BEGIN Study text

The study sample included 50 blood donors. Detailed medical history of donors was taken to exclude any infection and disease in the collected samples. Written consent was also taken from them prior to donation regarding their acceptability for the tests to be carried out for the transfusion transmitted diseases. All the blood units were screened for Hepatitis B Virus (Hepalisa, J Mitra & Co. Pvt. Ltd., New Delhi, India) Hepatitis C Virus (HCV Microlisa, J Mitra & Co. Pvt. Ltd., New Delhi, India), Human Immunodeficiency Virus 1 and 2 (Microlisa - HIV, J Mitra & Co. Pvt. Ltd., New Delhi, India). Method used was Enzyme Linked Immunosorbent Assay (Elisa plate washer version 3 and Elisa plate reader version no. 1.300, Robonik Pvt. Ltd., Navi Mumbai, India). Syphilis was tested by Rapid Plasma Reagin (RPR) method (Span Diagnostic Ltd., Surat, India).

Random donor platelets preparation: The Random donor platelets were prepared by platelet rich plasma (PRP) method. [13] The whole blood (350 ml) was collected in anticoagulant Citrate Phosphate Dextrose Adenine (CPDA) triple blood bags (HL Hemopack, Hindustan Latex Ltd. Kerala, India). After a resting time of 30 minutes, the whole blood was centrifuged in a Cryofuge 6000i (Heraeus-Kendro, Hanau, Germany) at 1750 g for eight minutes at 22°C to obtain platelet rich plasma (PRP). The obtained PRP was again centrifuged at 3850 g for eight minutes under same experimental conditions. After the final centrifugation, the supernatant platelet poor plasma (PPP) was separated, and the residual pellet with the platelets was resuspended in a mean volume of 50±0.9 ml of plasma. For storage of platelets in additive solution, 10-15 ml of plasma was left with the platelet concentrates, and eight ml of additive solution was added to every two ml of platelet concentrate to give an expected final concentration of 80% additive solution and 20% plasma. The volume of additive solution and stored platelets had a mean volume of 50±1 ml. Platelet additive solution contains 5.26 gm sodium chloride, 5.02 gm sodium gluconate, 2.22 gm sodium acetate anhydrous, 0.373 gm potassium chloride, 0.305 gm magnesium chloride hexahydrate, 3.213 gm sodium citrate. [14] Random donor platelet was placed in a platelet incubator (Remi Instruments Ltd., Mumbai, India) with continuous agitation at 70 cycles/minutes during storage at 22°C.

END Study text

▶ [What you should do]:
Using the text on platelet preparation, say yes or no to whether each statement agrees with it, and quote the exact words of the text that decide each one. 1. The whole blood was first centrifuged at 1750 g for eight minutes. 2. Syphilis was tested by Enzyme Linked Immunosorbent Assay. 3. During storage, the platelets were agitated at 90 cycles per minute.

BEGIN Source data

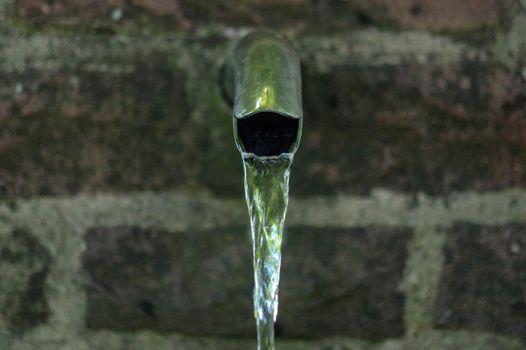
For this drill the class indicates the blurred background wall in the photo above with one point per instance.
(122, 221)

END Source data
BEGIN Source data

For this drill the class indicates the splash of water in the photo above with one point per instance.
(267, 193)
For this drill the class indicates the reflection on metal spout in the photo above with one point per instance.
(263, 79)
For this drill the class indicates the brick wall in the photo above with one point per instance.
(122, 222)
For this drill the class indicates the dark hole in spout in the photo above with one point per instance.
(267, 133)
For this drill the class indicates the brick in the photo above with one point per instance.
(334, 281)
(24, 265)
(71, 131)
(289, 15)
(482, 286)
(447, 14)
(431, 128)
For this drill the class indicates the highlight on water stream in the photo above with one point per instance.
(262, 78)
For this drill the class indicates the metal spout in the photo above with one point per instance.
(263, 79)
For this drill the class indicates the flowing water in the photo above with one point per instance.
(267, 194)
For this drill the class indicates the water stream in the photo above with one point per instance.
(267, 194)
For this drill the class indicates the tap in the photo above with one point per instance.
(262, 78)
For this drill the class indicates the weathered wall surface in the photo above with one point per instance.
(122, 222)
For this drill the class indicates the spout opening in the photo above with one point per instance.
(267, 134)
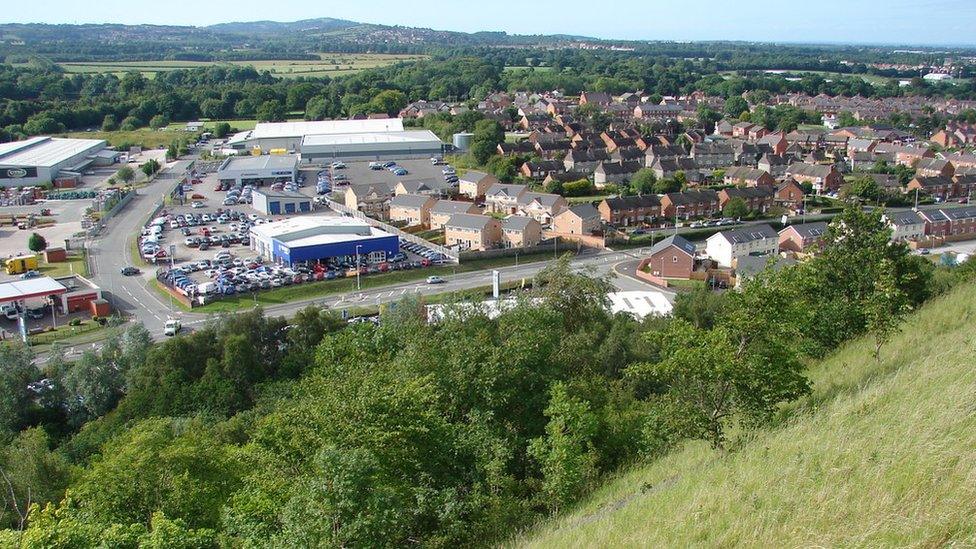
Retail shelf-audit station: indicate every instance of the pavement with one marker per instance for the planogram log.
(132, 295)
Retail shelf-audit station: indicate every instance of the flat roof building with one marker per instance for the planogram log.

END Source data

▶ [Answer below]:
1. Yes: "at 1750 g for eight minutes at 22°C to obtain platelet rich plasma (PRP)"
2. No: "Syphilis was tested by Rapid Plasma Reagin (RPR) method"
3. No: "with continuous agitation at 70 cycles/minutes during storage at 22°C"